=== PROBLEM DESCRIPTION ===
Select every line in the rows below that contains the word "distant", and copy each one out. Case counts, so a line matches only if its capitalization agrees.

** Start **

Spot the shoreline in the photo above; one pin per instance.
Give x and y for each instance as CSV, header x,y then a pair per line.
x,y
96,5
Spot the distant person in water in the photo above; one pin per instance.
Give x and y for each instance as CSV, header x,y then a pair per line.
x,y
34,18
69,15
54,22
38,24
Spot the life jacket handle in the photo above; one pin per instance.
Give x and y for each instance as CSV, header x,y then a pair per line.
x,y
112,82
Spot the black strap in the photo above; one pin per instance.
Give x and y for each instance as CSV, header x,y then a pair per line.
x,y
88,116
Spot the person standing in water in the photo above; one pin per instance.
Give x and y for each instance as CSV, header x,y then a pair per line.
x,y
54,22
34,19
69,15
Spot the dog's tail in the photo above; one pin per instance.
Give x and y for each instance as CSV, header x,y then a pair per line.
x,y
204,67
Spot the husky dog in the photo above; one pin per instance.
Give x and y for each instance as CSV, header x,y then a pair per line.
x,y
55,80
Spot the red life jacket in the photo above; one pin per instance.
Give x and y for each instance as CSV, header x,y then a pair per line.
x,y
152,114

** End **
** Start **

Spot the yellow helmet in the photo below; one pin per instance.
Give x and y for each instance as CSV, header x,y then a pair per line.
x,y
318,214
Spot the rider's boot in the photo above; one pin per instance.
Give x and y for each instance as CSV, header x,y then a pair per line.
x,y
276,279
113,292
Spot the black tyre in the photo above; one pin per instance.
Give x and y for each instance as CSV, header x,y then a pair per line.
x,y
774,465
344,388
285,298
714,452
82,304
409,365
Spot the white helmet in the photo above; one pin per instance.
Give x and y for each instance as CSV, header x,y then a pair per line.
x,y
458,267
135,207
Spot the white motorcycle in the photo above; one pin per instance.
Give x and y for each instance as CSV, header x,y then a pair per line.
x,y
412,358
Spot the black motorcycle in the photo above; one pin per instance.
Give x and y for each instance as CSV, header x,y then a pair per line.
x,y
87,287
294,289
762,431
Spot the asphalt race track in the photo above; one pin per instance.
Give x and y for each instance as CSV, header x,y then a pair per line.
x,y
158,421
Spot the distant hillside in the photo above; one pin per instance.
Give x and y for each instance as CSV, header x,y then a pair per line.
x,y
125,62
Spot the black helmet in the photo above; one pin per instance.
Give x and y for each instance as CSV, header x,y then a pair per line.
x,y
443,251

** End **
** Start **

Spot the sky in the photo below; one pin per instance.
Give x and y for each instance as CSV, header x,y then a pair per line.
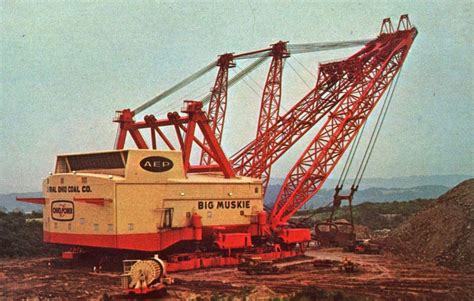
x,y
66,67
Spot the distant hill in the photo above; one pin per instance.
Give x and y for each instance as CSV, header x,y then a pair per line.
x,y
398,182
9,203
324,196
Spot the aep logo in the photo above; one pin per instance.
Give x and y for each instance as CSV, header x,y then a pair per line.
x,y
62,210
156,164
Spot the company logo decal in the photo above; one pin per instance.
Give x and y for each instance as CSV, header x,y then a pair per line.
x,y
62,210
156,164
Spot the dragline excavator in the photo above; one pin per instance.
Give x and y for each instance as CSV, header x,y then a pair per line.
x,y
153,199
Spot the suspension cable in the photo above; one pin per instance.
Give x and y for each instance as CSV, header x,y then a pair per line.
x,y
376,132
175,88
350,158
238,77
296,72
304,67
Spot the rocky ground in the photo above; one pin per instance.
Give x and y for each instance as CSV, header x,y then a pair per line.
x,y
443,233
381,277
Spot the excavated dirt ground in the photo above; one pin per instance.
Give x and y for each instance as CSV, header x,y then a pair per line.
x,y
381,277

** End **

=== IN RESPONSE ===
Spot the distant person in water in the photo above; one pin per instance.
Spot the distant hillside in the photo above; one pin per instance.
Spot the distant hill in the photo above; one pin per instance.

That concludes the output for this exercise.